## Task description:
Quote every item below word for word, leaving the pictures out.

━━━ Provided data ━━━

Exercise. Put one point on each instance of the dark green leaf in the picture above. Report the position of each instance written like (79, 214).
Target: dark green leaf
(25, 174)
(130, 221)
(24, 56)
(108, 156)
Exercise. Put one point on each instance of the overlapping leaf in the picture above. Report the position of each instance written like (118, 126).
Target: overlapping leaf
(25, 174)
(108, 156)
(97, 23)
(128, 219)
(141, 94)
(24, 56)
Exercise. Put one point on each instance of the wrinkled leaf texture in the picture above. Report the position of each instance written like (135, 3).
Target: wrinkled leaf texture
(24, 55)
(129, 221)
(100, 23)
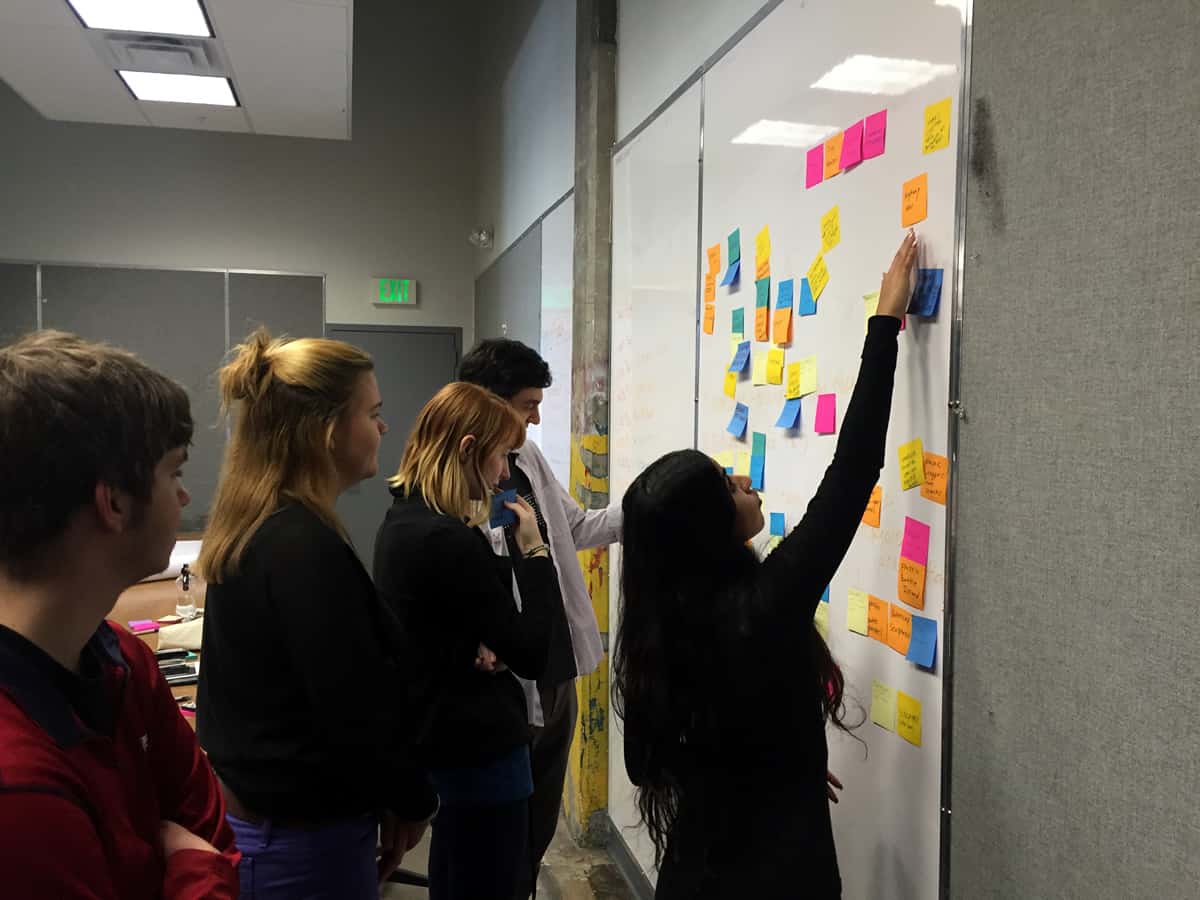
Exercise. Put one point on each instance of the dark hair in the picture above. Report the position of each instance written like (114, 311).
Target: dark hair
(684, 580)
(505, 367)
(75, 414)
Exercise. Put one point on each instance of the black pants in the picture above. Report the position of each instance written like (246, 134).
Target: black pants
(547, 757)
(479, 852)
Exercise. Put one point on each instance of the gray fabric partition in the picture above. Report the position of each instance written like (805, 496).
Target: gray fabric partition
(1077, 658)
(508, 295)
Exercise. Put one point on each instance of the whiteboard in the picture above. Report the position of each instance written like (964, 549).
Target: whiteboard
(887, 826)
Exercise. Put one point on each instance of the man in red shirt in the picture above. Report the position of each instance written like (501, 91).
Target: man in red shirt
(103, 789)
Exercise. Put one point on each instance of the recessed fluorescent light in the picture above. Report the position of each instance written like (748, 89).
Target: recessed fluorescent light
(880, 75)
(159, 17)
(180, 89)
(772, 132)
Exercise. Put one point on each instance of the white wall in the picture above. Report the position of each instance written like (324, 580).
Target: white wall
(661, 42)
(526, 100)
(397, 199)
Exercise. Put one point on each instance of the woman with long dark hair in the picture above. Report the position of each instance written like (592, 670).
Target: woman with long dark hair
(719, 675)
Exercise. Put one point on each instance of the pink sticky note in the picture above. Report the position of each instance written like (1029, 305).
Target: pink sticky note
(916, 541)
(815, 172)
(852, 145)
(875, 135)
(827, 412)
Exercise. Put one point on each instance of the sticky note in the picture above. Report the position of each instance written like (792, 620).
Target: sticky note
(912, 465)
(937, 475)
(915, 201)
(819, 276)
(827, 414)
(927, 294)
(831, 229)
(856, 611)
(875, 132)
(883, 706)
(874, 507)
(741, 358)
(791, 415)
(814, 169)
(852, 145)
(923, 645)
(808, 304)
(916, 541)
(936, 135)
(775, 366)
(833, 156)
(876, 618)
(821, 619)
(909, 718)
(899, 629)
(911, 583)
(737, 426)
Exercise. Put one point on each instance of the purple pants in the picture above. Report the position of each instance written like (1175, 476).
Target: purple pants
(336, 862)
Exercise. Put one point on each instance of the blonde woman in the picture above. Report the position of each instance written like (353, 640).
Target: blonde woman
(453, 593)
(297, 696)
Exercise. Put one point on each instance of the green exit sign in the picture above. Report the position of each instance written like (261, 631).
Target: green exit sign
(394, 292)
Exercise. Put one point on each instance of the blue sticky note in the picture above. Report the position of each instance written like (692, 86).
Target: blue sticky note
(923, 643)
(786, 289)
(741, 358)
(927, 297)
(501, 514)
(791, 415)
(808, 305)
(737, 426)
(762, 292)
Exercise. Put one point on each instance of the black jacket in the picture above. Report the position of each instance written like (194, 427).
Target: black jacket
(451, 593)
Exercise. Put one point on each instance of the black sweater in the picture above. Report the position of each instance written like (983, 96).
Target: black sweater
(451, 593)
(297, 703)
(754, 817)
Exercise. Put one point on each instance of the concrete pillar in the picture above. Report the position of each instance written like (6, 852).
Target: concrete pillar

━━━

## The response:
Exercise. Put one point on each instance of the dark green leaf in the picture above. Report the position of each instance written like (79, 214).
Target: dark green leaf
(25, 174)
(130, 221)
(24, 56)
(108, 156)
Exercise. Put one point on each instance of the overlapping leaf in the picture above. Report the position of each instance written like (118, 126).
Target: overlapping leaf
(25, 174)
(108, 156)
(97, 23)
(128, 219)
(141, 94)
(24, 56)
Exercise. Put one point on each instance of the wrinkled leaf texture in the picture above. Report the position of each instance written like (135, 3).
Target: wrinkled leaf texture
(24, 55)
(129, 221)
(100, 23)
Exercise. Put one point on each instance of the dark hair in the picture above. Report the position of each instance written like (114, 311).
Target: dark hair
(684, 580)
(505, 367)
(75, 414)
Exercise. Put one point on each instance of the black pants in the picture above. Report the position of each instance written like (246, 134).
Target: black pants
(547, 757)
(479, 852)
Exercise. Put one point on each instance of the gray fabric partition in the picture above. Report the position of each instance written like (805, 496).
Target: gray fabric partition
(1077, 658)
(508, 295)
Exercise. Put one point on each instance of the whiteboard in the picture above. Report the position of each instance written like (964, 549).
Target: whiteboard
(887, 826)
Exercise. Put one point on each instance of the man in red shirt in the picture above. Report the position of each instance written like (501, 91).
Target: man in red shirt
(103, 789)
Exercise. Put one point on each instance of the recessed fluorescent light in the picture above. Report the position of each instance written like (748, 89).
Target: recessed fluorescent light
(880, 75)
(159, 17)
(180, 89)
(772, 132)
Exercise. Put one point on each instance of the white wall in the picture above. Report the position of each instance written like (324, 580).
Target: white wall
(661, 42)
(526, 100)
(397, 199)
Exercise. Put one point on each instance of the woman with long dark hair in the picture above. Report the position of each instance written like (592, 670).
Target: woman with long dark hair
(719, 675)
Exercise. Put one point on each instance of the pink sticky note in the picture above. Report the position of each instance written like (1029, 305).
Target: pink sticky note
(916, 541)
(815, 172)
(852, 145)
(875, 135)
(827, 412)
Exercise. Put one point on each instance of the sticky note in the picture above. Report the position of each instance written like (792, 620).
Target: sticky note
(912, 465)
(937, 475)
(915, 201)
(819, 276)
(827, 414)
(927, 294)
(831, 229)
(856, 611)
(875, 132)
(883, 706)
(874, 507)
(741, 358)
(791, 415)
(814, 169)
(852, 145)
(923, 645)
(808, 304)
(916, 541)
(936, 135)
(775, 366)
(833, 156)
(876, 618)
(821, 619)
(909, 718)
(899, 629)
(911, 583)
(737, 426)
Exercise. Put one point on each instance of the purple pants in the picture above. Report the position of each instance written like (1175, 476).
Target: purple pants
(336, 862)
Exercise. Put one point on each instance of the blonde woman in the picture above. Report the position of each instance written like (353, 640).
Target: blonde woman
(453, 593)
(297, 696)
Exercise. Put one point on each instance of the green exit sign in the picture above. Report the position of each instance written like (261, 631).
Target: green exit sign
(394, 292)
Exercise. Put one point on each instance of the blue sticky note in the picture above. Report the position of each instance written like (692, 86).
Target: blue sticky note
(923, 643)
(786, 289)
(741, 358)
(927, 297)
(501, 514)
(791, 415)
(808, 305)
(737, 426)
(762, 292)
Exercise. Put one point on each instance of the black jacket in the picture above. Report the position of each instance written like (194, 427).
Target: black jacket
(451, 593)
Exercise. Put one point on each instance of the black sweater in the picture above. Report the position of each instance written like (983, 96).
Target: black sweater
(451, 593)
(297, 703)
(754, 817)
Exercise. Put one point on each instance of the concrete pillar in the picture above. Report the position of each instance written like (6, 852).
Target: concrete pillar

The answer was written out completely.